# Your objective
Only the lines below starting at the one that contains "Need: identify each instance of the sky" and ending at the one that contains "Target: overcast sky" are to be reproduced, exactly and with both ends kept.

- - -

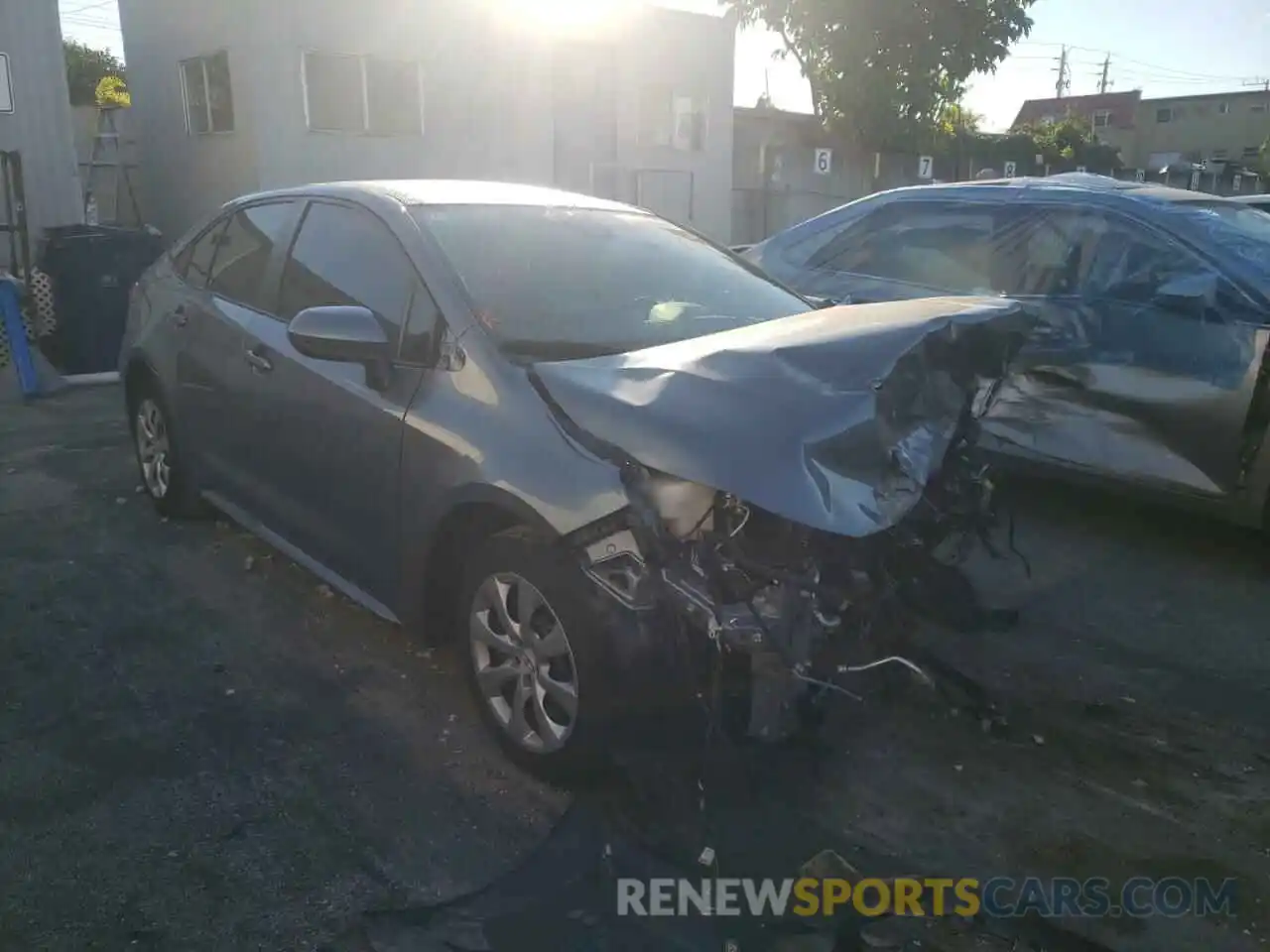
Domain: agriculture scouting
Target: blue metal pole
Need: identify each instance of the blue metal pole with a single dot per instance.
(10, 309)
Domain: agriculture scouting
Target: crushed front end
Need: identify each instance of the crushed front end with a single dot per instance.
(786, 540)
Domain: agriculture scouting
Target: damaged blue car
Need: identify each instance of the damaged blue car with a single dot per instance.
(1147, 368)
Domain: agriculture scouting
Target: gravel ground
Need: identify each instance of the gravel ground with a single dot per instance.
(204, 749)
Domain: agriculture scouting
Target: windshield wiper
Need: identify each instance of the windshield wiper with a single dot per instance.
(563, 349)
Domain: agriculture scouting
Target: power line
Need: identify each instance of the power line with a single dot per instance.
(1129, 60)
(1065, 79)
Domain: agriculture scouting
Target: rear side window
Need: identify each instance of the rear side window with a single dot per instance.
(194, 263)
(348, 257)
(244, 252)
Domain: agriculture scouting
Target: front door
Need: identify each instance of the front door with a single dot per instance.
(325, 442)
(223, 271)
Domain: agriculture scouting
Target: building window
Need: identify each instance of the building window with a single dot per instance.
(207, 91)
(363, 95)
(672, 118)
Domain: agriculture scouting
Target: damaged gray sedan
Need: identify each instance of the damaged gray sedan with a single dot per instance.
(1147, 367)
(590, 443)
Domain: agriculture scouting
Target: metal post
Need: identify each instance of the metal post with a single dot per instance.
(10, 316)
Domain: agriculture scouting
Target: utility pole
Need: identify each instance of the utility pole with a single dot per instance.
(1065, 75)
(1106, 67)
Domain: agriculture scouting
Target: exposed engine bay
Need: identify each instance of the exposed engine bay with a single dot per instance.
(789, 597)
(795, 486)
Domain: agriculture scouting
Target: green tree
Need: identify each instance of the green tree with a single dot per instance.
(113, 91)
(86, 67)
(884, 71)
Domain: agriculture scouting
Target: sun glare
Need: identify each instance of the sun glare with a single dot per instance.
(570, 16)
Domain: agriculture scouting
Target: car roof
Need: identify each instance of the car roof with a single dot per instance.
(1070, 184)
(423, 191)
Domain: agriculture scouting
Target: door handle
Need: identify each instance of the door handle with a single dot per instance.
(259, 362)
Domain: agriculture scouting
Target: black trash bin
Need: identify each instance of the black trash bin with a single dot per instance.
(93, 270)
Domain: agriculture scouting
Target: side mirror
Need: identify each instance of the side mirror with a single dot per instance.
(343, 333)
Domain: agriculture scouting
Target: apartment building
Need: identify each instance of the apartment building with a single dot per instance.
(238, 95)
(1152, 134)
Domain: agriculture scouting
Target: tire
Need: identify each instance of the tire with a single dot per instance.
(164, 468)
(507, 667)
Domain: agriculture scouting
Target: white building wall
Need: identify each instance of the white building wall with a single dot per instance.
(185, 177)
(40, 125)
(489, 102)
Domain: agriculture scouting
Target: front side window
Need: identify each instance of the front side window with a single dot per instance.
(348, 257)
(363, 95)
(244, 252)
(194, 263)
(943, 245)
(561, 282)
(207, 93)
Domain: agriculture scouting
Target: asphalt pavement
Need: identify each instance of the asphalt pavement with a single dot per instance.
(204, 748)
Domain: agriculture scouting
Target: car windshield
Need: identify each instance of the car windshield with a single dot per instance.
(1233, 226)
(556, 282)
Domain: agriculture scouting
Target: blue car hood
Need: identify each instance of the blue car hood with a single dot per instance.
(835, 419)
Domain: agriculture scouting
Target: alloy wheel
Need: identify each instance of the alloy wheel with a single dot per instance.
(154, 448)
(524, 662)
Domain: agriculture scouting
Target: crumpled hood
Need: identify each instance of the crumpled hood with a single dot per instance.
(835, 419)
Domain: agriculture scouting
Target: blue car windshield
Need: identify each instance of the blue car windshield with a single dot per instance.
(557, 282)
(1242, 230)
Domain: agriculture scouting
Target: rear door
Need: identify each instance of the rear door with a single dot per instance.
(322, 443)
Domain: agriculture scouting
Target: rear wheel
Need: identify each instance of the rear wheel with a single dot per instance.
(164, 470)
(534, 654)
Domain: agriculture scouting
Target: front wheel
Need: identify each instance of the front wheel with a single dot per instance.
(164, 470)
(534, 654)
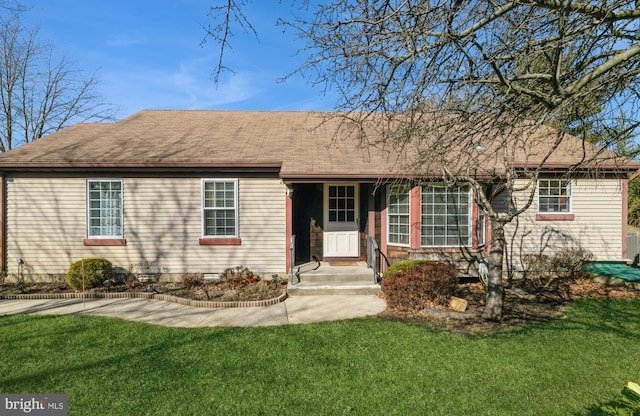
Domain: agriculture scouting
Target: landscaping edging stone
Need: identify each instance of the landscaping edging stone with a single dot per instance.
(144, 295)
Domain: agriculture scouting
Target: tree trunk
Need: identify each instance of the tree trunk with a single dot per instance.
(495, 290)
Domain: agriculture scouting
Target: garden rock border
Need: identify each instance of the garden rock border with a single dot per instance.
(145, 295)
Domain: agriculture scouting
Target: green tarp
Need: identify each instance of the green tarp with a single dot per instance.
(617, 270)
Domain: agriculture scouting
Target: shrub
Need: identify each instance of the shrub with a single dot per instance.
(563, 267)
(420, 285)
(94, 271)
(193, 280)
(403, 265)
(239, 274)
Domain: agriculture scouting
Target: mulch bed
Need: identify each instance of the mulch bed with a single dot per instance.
(228, 291)
(522, 305)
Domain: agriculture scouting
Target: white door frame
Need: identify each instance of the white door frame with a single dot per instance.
(341, 236)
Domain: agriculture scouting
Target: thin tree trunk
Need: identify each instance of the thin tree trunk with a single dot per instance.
(495, 290)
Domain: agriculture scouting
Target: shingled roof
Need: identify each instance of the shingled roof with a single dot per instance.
(298, 144)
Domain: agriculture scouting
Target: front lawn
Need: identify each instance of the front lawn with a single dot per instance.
(367, 366)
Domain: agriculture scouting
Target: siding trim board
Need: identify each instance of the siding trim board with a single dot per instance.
(555, 217)
(104, 241)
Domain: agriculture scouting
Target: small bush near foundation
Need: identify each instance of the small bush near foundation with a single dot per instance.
(403, 265)
(239, 274)
(193, 280)
(421, 285)
(94, 271)
(558, 269)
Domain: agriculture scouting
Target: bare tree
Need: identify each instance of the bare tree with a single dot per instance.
(451, 78)
(40, 93)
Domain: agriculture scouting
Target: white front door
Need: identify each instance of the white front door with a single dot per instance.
(341, 231)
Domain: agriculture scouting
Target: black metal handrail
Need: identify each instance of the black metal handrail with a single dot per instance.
(372, 257)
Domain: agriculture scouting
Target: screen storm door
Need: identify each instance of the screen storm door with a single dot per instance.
(341, 207)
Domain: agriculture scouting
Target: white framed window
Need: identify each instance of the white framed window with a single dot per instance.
(104, 208)
(398, 208)
(446, 216)
(554, 196)
(481, 228)
(220, 208)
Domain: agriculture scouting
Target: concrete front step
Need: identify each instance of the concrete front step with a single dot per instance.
(306, 288)
(328, 279)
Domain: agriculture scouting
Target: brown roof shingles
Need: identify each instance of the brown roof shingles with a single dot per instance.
(303, 144)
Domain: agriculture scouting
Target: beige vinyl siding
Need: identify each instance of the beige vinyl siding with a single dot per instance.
(46, 224)
(597, 224)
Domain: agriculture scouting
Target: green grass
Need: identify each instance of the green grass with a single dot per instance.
(358, 367)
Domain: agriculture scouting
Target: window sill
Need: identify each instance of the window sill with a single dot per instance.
(555, 217)
(104, 242)
(219, 241)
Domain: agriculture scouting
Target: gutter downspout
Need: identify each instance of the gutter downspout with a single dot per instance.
(625, 214)
(3, 225)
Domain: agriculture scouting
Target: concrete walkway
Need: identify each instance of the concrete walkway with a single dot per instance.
(294, 310)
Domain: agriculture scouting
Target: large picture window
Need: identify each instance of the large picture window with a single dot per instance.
(220, 208)
(446, 216)
(554, 196)
(104, 204)
(398, 214)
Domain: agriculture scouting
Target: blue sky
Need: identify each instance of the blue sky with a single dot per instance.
(148, 54)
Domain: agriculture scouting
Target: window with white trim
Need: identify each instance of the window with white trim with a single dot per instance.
(104, 208)
(398, 208)
(220, 208)
(554, 196)
(446, 216)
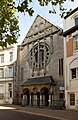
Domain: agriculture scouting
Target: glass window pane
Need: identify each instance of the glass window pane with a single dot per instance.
(76, 21)
(75, 42)
(72, 99)
(73, 72)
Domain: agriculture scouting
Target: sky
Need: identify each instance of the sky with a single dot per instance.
(25, 21)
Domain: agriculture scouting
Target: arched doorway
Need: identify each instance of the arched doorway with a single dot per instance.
(45, 96)
(26, 96)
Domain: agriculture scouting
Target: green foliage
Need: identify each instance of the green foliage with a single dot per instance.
(9, 29)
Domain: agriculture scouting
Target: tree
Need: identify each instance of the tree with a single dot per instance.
(9, 29)
(24, 6)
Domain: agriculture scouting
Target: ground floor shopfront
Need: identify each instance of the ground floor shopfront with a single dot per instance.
(71, 99)
(44, 93)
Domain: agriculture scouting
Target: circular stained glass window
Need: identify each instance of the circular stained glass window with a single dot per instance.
(39, 55)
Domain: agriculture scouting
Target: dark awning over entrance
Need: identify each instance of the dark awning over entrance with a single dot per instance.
(40, 80)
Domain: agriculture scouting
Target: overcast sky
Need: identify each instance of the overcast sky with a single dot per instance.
(25, 21)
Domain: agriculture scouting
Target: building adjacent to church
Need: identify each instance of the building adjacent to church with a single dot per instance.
(8, 57)
(40, 64)
(71, 59)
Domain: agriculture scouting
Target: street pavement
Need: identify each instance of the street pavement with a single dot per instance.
(60, 114)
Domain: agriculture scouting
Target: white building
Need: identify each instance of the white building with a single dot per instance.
(71, 59)
(8, 57)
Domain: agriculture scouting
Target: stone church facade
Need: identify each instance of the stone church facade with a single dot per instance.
(40, 64)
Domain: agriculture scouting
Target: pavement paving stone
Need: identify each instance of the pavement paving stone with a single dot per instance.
(64, 114)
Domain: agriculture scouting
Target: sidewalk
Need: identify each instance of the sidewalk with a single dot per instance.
(64, 114)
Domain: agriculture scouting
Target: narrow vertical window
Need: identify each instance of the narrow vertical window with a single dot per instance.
(1, 73)
(10, 71)
(72, 99)
(75, 42)
(61, 66)
(10, 94)
(76, 21)
(2, 58)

- - -

# Final answer
Need: identify each instance of the sky with a single dot per instance.
(25, 21)
Domain: agriculture scouting
Target: arched doorway
Need: identify each instance of the arched doorway with a single dot per instance.
(45, 96)
(26, 96)
Domain: agriculture scouting
Target: green foliage
Need: identify each instance of the green foliage with a single dot per instance.
(9, 29)
Domain: agriculture scouting
Target: tree
Need: identify each instance of the tree with a single dot per instance.
(9, 29)
(24, 6)
Domain: agriculture scouting
Target: ground floor shopfront
Need: identify each instance of the ground floor shopfront with a single dot per instance.
(71, 99)
(44, 93)
Domain: agriculture scouting
Target: circular stained glass window
Need: identify each instance of the circular stained glass window with a single dot per instance.
(39, 55)
Domain: agriculture scouting
Target: dark awning over entrance
Need: identify each instance of the dark awning over entrance with a single dot per instance.
(40, 80)
Domain: agriculture scouting
Target: overcast sky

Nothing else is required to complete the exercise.